• **PAGE EXTRACT**
>>>>>

Re: Loading JSON-LD into ES

Alfredo Serafini Sat, 27 Sep 2014 07:51:11 -0700

HI Jorg Indeed! :-)

What I like about _mapping is that they are managed as documents too, and 
they can be:


   1. automatically inferred from data (at risk, but useful)
   2. provided by static files, in some cases
   3. managed for _index/_types

all those things could be done with something like a _context (which will 
include at first a single @context). The first point should probably be 
avoided at all for json-ld :-), but it should be possible.

But we may need more @context items for a single "resource" schema 
(referring to _index/_type), and in perspective it's even possible to 
re-use a @context for different _index/_type pairs.
Furthermore: when exposing results in jsonld one might want to reference an 
external @context and merge it before providing results, and In my opinion 
the more "risky" part is when input the original json-ld, if we want to 
flat it and extract the @context which will permits us to recostruct later 
the original document.
Given the fact that it could be possible to map every kind of json results 
from ES, documents imported as jsonld might has to maintain at least the 
original fields.

<<<<<

• **AIM OF THE EXERCISE**
Copy the forum reply starting at "HI Jorg Indeed!" and ending at "should be possible.", but switch "static files" to "configuration files". The lines after this forum reply are separate material.

• **SOURCE EXCERPT**
>>>>>

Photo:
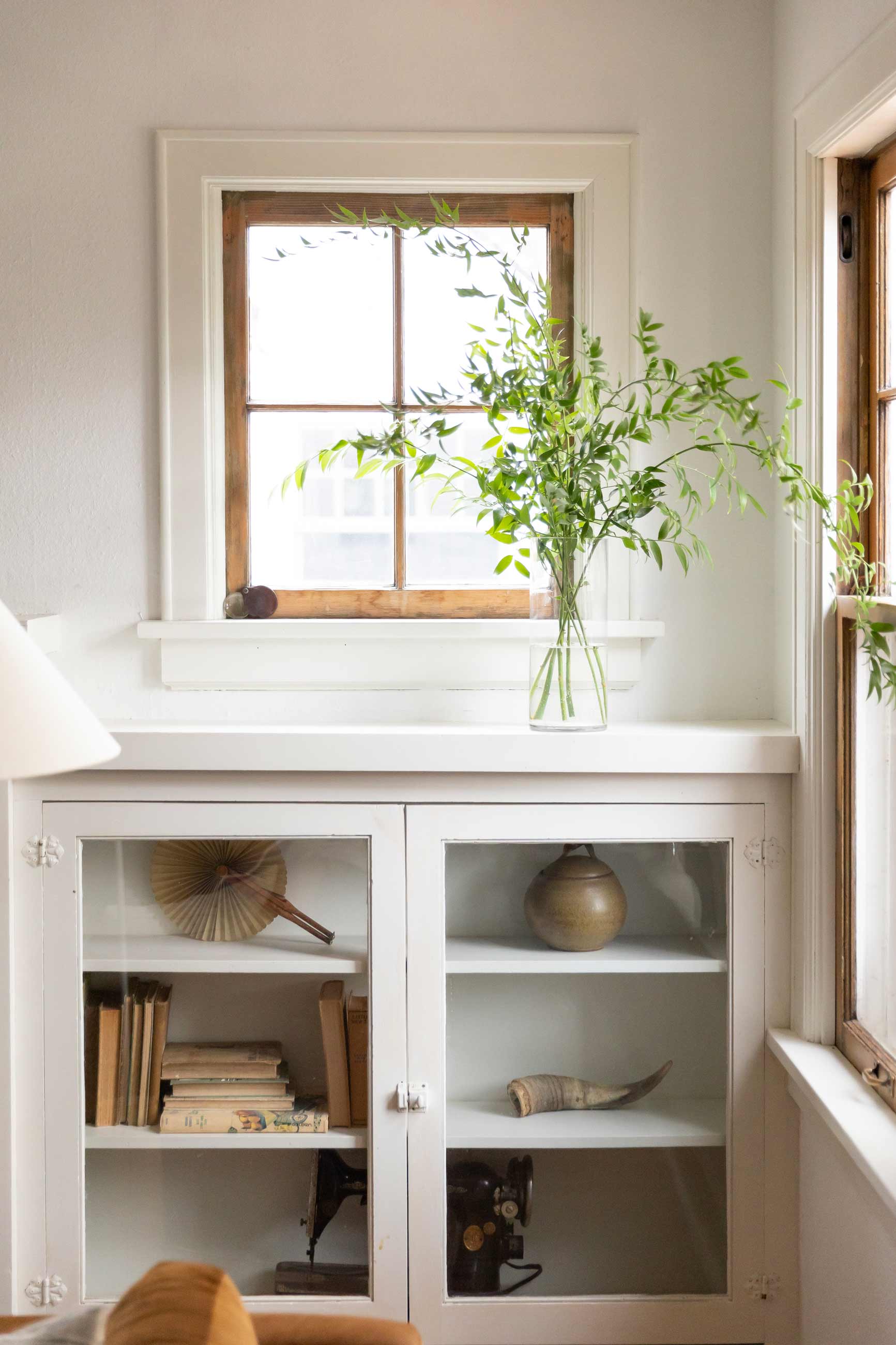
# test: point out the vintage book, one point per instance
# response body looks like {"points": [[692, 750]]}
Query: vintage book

<<<<<

• **SOLVED EXERCISE**
HI Jorg Indeed! :-)

What I like about _mapping is that they are managed as documents too, and 
they can be:


   1. automatically inferred from data (at risk, but useful)
   2. provided by configuration files, in some cases
   3. managed for _index/_types

all those things could be done with something like a _context (which will 
include at first a single @context). The first point should probably be 
avoided at all for json-ld :-), but it should be possible.